PROBLEM STATEMENT ::
Across all the records, filter for lines with the word "forest" and copy them.

DATA TO USE ::

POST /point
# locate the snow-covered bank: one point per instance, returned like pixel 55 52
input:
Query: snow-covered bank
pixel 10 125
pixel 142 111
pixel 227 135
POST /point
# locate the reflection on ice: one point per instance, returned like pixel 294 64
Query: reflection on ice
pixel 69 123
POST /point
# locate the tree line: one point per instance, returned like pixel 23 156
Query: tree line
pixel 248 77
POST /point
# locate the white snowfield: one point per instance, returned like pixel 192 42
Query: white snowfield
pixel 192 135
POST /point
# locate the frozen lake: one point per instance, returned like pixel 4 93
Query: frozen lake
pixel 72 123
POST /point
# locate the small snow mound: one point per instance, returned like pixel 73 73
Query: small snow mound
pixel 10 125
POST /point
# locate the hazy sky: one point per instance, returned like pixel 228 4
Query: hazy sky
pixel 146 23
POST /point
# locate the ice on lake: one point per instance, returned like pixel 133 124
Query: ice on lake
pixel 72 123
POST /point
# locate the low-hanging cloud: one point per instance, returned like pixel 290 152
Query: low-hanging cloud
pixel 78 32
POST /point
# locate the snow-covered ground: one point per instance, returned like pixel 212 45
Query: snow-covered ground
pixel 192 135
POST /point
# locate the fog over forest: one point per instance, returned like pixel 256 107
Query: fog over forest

EXERCISE RESPONSE ::
# locate the fog over forest: one point per instance, returned like pixel 256 107
Query: fog over forest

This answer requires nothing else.